◆ Texte fourni ◆
⁂
Saison 1981-1982
Les jeunes Nordiques causent une surprise durant les séries de la coupe Stanley en éliminant les Canadiens de Montréal et les Bruins de Boston.

Après la spectaculaire remontée des Nordiques dans les 30 derniers matches de la saison précédente et leur belle performance en séries contre les Flyers, les amateurs de Québec sont confiants alors que s’annonce la troisième saison des Fleurdelisés dans la LNH. D'autant plus que l'organisation québécoise a réussi à mettre le grappin sur deux autres joueurs tchécoslovaques, le jeune Miroslav Frycer et Marian Stastny qui rejoint ses deux frères après s'être échappé de son pays avec sa femme et ses enfants. Malgré les nombreux efforts de Marcel Aubut et de Gilles Léger, c'est toutefois la fin de la «filière tchécoslovaque», car là-bas on se méfie de Québec après ces coups d'éclat.

Dans la division Adams, les Nordiques se retrouvent aux côtés des Canadiens de Montréal, des Bruins de Boston, des Sabres de Buffalo et des Whalers de Hartford, une concentration d’équipes parmi les plus fortes du circuit. Les Nordiques ont du talent à revendre avec le prodigieux trio des frères Stastny et un nouveau duo appelé à faire des ravages, constitué de Dale Hunter et de Michel Goulet. À la défense, la jeunesse est de mise avec Mario Marois (24 ans), Pierre Lacroix (23 ans), Normand Rochefort et Dave Pichette (22 ans). Impressionné, le journaliste Stan Fischler prédit aux Nordiques le premier rang de la division Adams, mais ses collègues de la Vieille Capitale penchent plutôt pour le deuxième ou le troisième rang.
⁂
◆ Données présentées ◆
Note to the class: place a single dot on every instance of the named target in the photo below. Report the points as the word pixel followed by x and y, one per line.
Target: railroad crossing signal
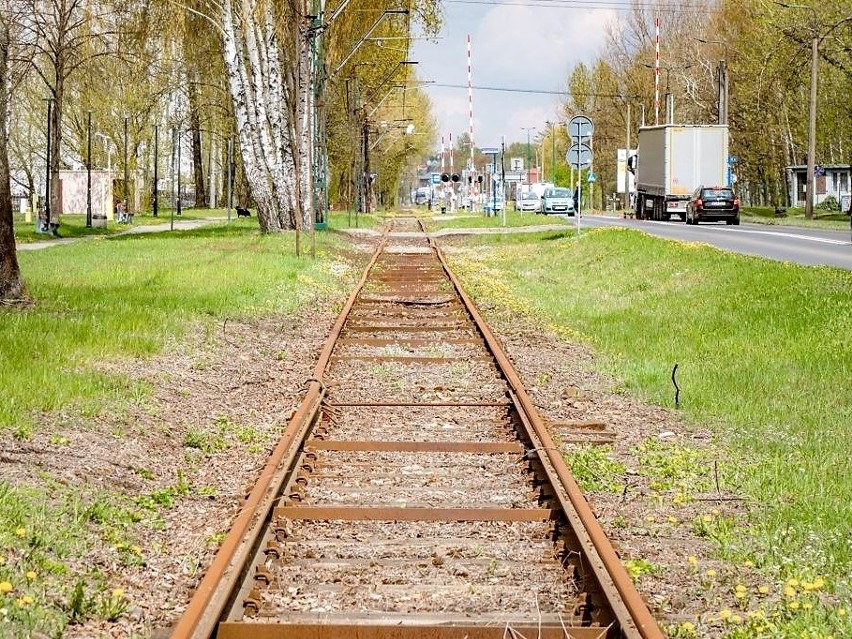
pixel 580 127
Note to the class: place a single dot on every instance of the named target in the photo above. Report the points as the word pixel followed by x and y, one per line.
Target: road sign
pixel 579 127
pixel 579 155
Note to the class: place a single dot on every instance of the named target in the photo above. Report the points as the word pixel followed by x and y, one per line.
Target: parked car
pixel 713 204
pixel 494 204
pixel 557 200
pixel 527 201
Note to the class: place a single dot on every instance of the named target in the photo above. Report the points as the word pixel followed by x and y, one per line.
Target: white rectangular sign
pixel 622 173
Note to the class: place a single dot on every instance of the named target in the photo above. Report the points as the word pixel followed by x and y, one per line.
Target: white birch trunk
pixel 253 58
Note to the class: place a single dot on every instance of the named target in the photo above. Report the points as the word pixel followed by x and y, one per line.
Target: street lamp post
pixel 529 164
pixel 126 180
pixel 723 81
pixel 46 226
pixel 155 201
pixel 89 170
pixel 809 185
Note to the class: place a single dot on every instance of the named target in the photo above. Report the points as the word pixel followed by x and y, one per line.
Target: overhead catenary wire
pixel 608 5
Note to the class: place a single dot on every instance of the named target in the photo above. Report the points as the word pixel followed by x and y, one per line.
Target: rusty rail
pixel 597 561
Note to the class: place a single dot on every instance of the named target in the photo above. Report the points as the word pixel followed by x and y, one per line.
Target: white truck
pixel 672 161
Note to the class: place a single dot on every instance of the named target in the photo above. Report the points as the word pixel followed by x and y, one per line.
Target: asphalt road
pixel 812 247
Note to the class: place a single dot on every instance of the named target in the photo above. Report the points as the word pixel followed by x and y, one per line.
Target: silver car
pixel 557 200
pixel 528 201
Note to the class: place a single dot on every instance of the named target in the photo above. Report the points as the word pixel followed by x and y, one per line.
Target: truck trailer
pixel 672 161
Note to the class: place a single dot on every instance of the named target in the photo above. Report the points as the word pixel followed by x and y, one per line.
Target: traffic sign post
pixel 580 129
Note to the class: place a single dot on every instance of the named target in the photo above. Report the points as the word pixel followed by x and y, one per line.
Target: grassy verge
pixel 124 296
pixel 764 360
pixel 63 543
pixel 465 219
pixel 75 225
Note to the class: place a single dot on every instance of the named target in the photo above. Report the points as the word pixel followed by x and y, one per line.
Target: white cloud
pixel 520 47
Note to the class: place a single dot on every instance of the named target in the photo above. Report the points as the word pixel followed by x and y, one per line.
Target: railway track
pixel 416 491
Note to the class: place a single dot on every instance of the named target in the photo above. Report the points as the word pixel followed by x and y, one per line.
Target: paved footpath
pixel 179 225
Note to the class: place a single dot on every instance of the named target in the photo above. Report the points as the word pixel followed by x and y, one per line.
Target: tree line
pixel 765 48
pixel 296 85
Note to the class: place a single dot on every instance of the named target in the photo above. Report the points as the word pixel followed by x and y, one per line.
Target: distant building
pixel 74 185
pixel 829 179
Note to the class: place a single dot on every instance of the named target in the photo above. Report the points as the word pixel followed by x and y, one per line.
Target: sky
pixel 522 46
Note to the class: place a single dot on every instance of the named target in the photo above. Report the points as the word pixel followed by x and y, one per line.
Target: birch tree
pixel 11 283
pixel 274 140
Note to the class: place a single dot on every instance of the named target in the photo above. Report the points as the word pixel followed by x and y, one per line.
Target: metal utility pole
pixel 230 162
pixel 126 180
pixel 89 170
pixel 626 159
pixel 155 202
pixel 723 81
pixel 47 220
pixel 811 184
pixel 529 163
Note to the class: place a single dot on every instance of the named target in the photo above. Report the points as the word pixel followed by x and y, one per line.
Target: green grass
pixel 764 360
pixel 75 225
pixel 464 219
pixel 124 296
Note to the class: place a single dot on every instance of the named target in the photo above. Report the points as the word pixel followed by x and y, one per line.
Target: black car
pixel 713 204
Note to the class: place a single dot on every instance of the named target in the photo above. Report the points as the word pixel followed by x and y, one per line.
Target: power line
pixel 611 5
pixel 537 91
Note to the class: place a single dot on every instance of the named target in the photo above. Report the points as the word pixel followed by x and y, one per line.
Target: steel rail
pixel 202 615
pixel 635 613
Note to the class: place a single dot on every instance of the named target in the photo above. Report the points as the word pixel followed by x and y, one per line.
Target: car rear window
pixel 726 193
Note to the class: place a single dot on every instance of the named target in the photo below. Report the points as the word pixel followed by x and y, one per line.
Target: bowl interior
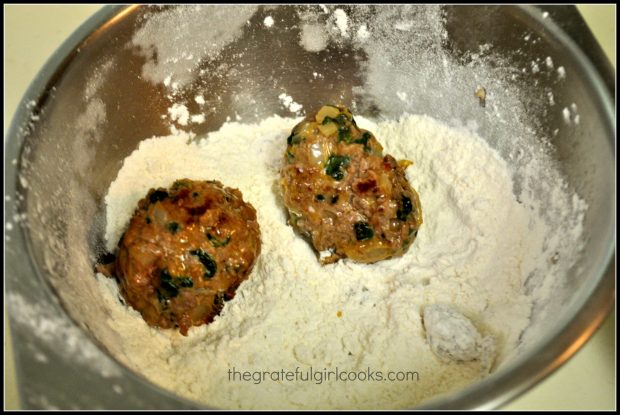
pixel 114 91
⁂
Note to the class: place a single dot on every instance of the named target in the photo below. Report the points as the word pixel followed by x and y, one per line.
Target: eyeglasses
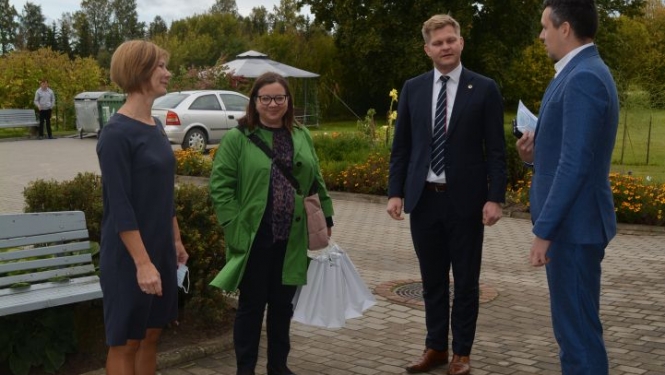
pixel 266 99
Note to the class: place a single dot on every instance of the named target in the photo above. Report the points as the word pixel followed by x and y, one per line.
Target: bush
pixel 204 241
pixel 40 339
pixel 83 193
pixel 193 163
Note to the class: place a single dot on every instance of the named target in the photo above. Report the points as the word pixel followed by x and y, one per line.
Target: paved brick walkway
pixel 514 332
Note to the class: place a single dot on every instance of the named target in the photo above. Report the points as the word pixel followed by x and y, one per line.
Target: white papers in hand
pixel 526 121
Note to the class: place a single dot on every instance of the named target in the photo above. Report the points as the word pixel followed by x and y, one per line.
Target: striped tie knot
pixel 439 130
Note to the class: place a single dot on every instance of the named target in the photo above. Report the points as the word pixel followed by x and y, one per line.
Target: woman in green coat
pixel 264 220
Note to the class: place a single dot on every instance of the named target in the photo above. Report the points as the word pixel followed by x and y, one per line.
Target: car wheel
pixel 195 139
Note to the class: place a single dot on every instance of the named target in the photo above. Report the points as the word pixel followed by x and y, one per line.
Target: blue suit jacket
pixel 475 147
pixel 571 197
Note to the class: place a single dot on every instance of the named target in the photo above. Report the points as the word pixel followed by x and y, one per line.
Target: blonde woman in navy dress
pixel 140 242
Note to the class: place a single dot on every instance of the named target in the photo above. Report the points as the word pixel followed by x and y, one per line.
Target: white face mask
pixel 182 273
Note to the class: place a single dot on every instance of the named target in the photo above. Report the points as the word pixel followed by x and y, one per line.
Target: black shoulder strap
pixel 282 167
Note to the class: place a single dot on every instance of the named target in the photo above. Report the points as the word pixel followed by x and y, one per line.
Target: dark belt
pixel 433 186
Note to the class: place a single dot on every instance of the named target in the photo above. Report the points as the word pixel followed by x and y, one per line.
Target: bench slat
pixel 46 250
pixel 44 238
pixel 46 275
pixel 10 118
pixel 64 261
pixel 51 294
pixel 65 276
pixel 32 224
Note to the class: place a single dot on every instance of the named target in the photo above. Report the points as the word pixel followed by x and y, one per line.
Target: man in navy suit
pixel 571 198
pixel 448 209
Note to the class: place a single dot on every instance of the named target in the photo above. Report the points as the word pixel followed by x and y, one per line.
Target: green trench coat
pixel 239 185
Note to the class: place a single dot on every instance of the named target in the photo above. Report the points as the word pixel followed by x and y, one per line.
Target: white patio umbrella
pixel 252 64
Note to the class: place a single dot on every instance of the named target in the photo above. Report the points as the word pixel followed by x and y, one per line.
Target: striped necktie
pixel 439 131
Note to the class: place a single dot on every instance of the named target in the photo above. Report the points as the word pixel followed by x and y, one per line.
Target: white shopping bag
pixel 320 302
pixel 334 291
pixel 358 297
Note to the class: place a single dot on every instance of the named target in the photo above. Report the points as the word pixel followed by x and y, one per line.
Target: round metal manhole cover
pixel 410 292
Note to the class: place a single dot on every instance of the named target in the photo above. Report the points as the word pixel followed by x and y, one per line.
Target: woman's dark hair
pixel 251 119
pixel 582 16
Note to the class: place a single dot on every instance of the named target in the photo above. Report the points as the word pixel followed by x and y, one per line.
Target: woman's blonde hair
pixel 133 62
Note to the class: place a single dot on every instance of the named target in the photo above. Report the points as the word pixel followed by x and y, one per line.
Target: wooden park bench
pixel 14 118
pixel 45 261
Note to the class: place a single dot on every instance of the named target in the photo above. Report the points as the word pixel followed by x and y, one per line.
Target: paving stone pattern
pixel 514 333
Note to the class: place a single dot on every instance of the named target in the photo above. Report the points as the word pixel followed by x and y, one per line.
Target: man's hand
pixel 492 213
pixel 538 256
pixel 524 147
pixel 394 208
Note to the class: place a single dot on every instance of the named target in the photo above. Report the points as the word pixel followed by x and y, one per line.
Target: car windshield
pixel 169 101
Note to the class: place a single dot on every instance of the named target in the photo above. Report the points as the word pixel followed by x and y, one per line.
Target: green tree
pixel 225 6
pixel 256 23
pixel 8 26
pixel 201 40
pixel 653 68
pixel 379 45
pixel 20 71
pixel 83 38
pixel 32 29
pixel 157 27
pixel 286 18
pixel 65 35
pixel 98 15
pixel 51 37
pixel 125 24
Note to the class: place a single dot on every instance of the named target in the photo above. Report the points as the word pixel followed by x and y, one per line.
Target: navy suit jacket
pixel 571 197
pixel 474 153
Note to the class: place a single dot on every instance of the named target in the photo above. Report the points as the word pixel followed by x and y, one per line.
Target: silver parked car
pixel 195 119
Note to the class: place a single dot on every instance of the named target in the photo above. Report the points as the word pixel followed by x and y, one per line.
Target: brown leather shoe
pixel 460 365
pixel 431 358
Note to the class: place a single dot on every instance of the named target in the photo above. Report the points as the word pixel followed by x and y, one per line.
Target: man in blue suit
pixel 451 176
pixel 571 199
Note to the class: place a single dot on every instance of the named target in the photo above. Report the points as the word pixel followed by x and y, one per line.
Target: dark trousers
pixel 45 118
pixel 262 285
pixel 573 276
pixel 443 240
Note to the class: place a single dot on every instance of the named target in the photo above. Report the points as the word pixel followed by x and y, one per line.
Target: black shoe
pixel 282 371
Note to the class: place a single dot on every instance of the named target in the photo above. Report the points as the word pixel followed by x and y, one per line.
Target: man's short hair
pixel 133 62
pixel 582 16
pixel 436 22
⁂
◆ Travail demandé ◆
Transcrivez intégralement le texte sur la saison 1981-1982 des Nordiques, sans y changer un seul caractère. Les données ci-dessus ne servent à rien ici.

◆ Résultat de l'exercice ◆
Saison 1981-1982
Les jeunes Nordiques causent une surprise durant les séries de la coupe Stanley en éliminant les Canadiens de Montréal et les Bruins de Boston.

Après la spectaculaire remontée des Nordiques dans les 30 derniers matches de la saison précédente et leur belle performance en séries contre les Flyers, les amateurs de Québec sont confiants alors que s’annonce la troisième saison des Fleurdelisés dans la LNH. D'autant plus que l'organisation québécoise a réussi à mettre le grappin sur deux autres joueurs tchécoslovaques, le jeune Miroslav Frycer et Marian Stastny qui rejoint ses deux frères après s'être échappé de son pays avec sa femme et ses enfants. Malgré les nombreux efforts de Marcel Aubut et de Gilles Léger, c'est toutefois la fin de la «filière tchécoslovaque», car là-bas on se méfie de Québec après ces coups d'éclat.

Dans la division Adams, les Nordiques se retrouvent aux côtés des Canadiens de Montréal, des Bruins de Boston, des Sabres de Buffalo et des Whalers de Hartford, une concentration d’équipes parmi les plus fortes du circuit. Les Nordiques ont du talent à revendre avec le prodigieux trio des frères Stastny et un nouveau duo appelé à faire des ravages, constitué de Dale Hunter et de Michel Goulet. À la défense, la jeunesse est de mise avec Mario Marois (24 ans), Pierre Lacroix (23 ans), Normand Rochefort et Dave Pichette (22 ans). Impressionné, le journaliste Stan Fischler prédit aux Nordiques le premier rang de la division Adams, mais ses collègues de la Vieille Capitale penchent plutôt pour le deuxième ou le troisième rang.